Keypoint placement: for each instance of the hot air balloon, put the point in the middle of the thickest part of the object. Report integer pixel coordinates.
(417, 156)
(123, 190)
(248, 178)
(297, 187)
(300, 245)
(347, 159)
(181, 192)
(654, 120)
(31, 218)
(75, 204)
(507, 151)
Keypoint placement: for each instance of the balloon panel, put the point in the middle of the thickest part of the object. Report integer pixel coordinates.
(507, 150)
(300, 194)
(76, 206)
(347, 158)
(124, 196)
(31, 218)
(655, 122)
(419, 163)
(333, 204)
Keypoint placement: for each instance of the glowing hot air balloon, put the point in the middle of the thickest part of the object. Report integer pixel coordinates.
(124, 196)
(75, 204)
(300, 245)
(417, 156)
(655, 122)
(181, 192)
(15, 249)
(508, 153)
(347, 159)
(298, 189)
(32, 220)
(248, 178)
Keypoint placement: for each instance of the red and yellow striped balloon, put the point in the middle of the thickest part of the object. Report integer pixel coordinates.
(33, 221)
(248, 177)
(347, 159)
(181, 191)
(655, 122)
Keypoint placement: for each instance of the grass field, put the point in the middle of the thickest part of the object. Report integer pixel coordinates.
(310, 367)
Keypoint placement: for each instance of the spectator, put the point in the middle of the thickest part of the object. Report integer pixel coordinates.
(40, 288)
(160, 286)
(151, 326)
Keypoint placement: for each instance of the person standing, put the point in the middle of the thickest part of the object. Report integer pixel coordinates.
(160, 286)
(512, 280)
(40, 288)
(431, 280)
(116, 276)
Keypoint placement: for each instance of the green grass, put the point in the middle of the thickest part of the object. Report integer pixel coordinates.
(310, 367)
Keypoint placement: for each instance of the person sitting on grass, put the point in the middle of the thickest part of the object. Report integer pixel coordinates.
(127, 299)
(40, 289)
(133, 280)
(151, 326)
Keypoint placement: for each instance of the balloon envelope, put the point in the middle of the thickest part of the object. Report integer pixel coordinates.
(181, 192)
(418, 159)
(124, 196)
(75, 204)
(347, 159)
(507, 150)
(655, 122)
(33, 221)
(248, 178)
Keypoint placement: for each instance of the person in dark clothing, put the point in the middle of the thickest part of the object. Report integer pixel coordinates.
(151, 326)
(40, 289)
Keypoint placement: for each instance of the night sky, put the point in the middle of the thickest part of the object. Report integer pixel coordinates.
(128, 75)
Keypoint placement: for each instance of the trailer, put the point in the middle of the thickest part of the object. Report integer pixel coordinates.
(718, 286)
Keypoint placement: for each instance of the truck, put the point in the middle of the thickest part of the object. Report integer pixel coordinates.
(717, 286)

┄┄┄┄┄┄┄┄┄┄┄┄┄┄┄┄┄┄┄┄

■ **PROBLEM**: Recast the data as a numbered list with no blank lines, starting at the line that contains "Keypoint placement: for each instance of the night" and ending at the final line of the data.

■ **REPLY**:
1. Keypoint placement: for each instance of the night sky, put the point in the middle of the thickest part of the object. Report integer pixel coordinates.
2. (128, 75)
3. Keypoint placement: for each instance of the trailer, put the point in the middle of the thickest part of the object. Report integer pixel coordinates.
4. (718, 286)
5. Keypoint placement: for each instance of the truck, put the point in the middle of the thickest part of the object. Report integer pixel coordinates.
6. (717, 286)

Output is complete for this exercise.